**TASK BRIEF:**
Copy the material from its beginning through the line holding "column 116, row 250", inclusive, substituting "hanging blue banner" for "vertical blue banner" and leaving everything else unchanged.

**INPUT:**
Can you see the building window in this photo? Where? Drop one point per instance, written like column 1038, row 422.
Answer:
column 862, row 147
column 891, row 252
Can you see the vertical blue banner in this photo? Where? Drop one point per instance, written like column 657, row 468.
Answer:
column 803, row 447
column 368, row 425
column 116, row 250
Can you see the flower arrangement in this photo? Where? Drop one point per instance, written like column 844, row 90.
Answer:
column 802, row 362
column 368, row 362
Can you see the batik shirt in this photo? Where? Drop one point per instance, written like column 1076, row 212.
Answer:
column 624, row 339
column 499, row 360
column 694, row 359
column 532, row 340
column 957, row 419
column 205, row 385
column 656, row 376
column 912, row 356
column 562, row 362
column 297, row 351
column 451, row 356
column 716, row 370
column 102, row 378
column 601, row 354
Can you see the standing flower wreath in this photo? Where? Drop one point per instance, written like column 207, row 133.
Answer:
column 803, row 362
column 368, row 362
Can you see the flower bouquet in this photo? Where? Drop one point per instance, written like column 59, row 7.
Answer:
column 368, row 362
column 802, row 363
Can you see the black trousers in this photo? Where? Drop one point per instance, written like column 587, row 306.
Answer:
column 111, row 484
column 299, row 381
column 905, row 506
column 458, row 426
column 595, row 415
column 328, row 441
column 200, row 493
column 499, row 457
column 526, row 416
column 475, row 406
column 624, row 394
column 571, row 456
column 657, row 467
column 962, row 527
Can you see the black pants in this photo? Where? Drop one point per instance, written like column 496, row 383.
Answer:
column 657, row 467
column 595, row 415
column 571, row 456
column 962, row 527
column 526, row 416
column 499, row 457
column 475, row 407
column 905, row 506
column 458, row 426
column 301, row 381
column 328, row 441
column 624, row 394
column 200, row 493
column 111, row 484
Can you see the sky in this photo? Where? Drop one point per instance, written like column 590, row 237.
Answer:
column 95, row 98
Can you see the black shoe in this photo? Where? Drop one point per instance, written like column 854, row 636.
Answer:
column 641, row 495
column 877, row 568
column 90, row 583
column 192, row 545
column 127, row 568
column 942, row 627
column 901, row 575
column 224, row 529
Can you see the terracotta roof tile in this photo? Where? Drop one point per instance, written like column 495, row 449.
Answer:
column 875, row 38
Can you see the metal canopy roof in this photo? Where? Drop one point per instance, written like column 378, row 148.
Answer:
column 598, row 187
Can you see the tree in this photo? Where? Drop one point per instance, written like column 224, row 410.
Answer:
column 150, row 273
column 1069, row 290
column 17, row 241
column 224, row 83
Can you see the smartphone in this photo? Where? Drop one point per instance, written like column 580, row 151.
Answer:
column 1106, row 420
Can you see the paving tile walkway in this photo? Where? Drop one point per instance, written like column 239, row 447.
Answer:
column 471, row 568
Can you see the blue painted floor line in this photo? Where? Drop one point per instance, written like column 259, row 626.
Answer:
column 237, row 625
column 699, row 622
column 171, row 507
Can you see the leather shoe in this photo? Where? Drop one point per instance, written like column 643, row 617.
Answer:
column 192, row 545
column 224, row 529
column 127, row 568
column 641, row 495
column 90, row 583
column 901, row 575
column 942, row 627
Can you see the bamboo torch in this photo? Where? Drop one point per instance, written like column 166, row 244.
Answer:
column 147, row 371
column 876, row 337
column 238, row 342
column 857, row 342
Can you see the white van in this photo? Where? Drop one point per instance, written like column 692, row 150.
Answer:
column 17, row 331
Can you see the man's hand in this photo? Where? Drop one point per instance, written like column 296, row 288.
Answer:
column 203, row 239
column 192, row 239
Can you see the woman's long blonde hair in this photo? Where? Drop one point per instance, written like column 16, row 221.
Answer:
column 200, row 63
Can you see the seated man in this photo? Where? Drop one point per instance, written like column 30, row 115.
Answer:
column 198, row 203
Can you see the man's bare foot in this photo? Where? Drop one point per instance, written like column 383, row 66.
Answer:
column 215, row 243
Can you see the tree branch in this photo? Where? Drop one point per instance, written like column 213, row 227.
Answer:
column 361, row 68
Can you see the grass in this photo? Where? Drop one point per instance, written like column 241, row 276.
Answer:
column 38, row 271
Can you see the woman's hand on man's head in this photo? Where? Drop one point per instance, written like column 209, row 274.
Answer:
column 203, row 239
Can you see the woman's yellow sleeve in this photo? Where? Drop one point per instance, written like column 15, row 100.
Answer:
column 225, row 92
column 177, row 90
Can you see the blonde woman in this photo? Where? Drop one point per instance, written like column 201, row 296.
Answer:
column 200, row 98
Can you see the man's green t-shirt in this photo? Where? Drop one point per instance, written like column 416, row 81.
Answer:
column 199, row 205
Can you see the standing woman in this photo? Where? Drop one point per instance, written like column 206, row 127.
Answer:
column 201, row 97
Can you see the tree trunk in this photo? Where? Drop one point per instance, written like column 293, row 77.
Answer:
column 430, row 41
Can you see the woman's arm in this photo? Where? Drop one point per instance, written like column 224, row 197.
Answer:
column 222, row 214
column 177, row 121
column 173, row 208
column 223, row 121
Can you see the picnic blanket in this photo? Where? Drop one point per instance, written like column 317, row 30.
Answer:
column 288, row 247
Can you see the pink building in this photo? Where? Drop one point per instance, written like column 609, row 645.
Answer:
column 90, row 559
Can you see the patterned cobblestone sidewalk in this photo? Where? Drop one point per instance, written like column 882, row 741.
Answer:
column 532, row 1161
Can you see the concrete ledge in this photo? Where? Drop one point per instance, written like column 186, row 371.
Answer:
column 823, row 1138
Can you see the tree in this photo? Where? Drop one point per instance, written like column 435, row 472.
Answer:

**RESULT:**
Can you see the building window in this photo? Where? Drop one point per instance, written like column 1038, row 422.
Answer:
column 862, row 147
column 891, row 252
Can you see the hanging blue banner in this photo? Where? Drop one point per instance, written like column 657, row 468.
Answer:
column 803, row 447
column 368, row 425
column 116, row 250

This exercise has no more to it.